- _REQUEST A_: Reproduce the rows that come after the book description below, starting with the first row and going on through the line that contains "x=106, y=58". Both of those lines are included.

- _SELECTED PASSAGE_:

start

- Published: 04/06/2015
- ISBN: 9781846274947
- Granta Books
- 384 pages
The Saffron Road
Christine Toomey
A brief meeting with a Buddhist nun in India made a deep impression on Christine Toomey. It sent her on a two-year, 60,000-mile odyssey to learn more about the contemporary women choosing in their thousands to become part of a long tradition of female spirituality that stretches back through the centuries and now embraces the radical possibility that the next Dalai Lama could be female.
In The Saffron Road, Toomey follows in the footsteps of earlier generations of Buddhist nuns to trace the routes by which the philosophy has spread from a solitary order in a remote area of India in the 5th century BC, via 1950s San Francisco where Zen was popularised by the Beat generation, to the globally-renowned practitioners of mindfulness of today. Beginning her journey in the Himalayas, close to the birthplace of the Buddha, Toomey travels from Nepal, to India, through Burma, Japan and on to North America and Europe, along the way visiting contemporary nunneries to meet the women who practise there. Amongst those she talks to are a group of “kung fu” nuns, an acclaimed novelist, a princess, a concert violinist, a former BBC journalist, and a one-time Washington political aide. Through these conversations, the daily reality of the Buddhist existence is gradually revealed, together with the diverse spiritual paths leading these women towards nirvana.

end

- _DATA SUPPLIED_:
start

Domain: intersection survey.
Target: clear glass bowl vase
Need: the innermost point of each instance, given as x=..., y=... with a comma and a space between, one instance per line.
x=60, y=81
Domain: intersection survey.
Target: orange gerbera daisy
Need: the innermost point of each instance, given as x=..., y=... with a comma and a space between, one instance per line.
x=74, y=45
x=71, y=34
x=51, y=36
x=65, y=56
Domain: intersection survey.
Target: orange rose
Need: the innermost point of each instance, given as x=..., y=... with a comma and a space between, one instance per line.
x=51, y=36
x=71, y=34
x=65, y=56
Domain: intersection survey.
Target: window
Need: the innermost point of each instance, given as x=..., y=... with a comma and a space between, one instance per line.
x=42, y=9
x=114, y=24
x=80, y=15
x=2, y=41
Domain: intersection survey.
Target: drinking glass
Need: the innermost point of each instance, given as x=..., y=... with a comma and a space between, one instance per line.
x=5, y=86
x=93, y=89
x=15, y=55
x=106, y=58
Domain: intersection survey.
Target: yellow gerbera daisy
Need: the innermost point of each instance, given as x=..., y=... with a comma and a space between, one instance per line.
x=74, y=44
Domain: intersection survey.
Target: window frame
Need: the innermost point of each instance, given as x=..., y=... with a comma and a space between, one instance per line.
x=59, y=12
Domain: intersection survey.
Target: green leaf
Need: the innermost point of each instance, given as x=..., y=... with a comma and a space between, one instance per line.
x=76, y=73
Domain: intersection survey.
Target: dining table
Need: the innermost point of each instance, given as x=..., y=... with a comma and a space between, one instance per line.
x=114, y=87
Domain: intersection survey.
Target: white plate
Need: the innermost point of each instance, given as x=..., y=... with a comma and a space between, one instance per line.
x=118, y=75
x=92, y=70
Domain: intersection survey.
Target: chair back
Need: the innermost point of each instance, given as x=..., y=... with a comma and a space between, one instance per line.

end

- _REQUEST B_:
Answer these questions using the book description above.
(i) How many pages does the book have?
(ii) How long was Toomey's odyssey, and how many miles did it cover?
(iii) Where does Toomey begin her journey?

- _EXERCISE ANSWER A_:
Domain: intersection survey.
Target: clear glass bowl vase
Need: the innermost point of each instance, given as x=..., y=... with a comma and a space between, one instance per line.
x=60, y=81
Domain: intersection survey.
Target: orange gerbera daisy
Need: the innermost point of each instance, given as x=..., y=... with a comma and a space between, one instance per line.
x=74, y=45
x=71, y=34
x=51, y=36
x=65, y=56
Domain: intersection survey.
Target: orange rose
Need: the innermost point of each instance, given as x=..., y=... with a comma and a space between, one instance per line.
x=51, y=36
x=71, y=34
x=65, y=56
Domain: intersection survey.
Target: window
Need: the innermost point of each instance, given as x=..., y=... with a comma and a space between, one instance per line.
x=42, y=9
x=114, y=24
x=80, y=15
x=2, y=41
Domain: intersection survey.
Target: drinking glass
Need: the innermost point of each instance, given as x=..., y=... with a comma and a space between, one instance per line.
x=5, y=86
x=93, y=89
x=15, y=55
x=106, y=58

- _EXERCISE ANSWER B_:
(i) 384 pages.
(ii) Two years and 60,000 miles.
(iii) In the Himalayas, close to the birthplace of the Buddha.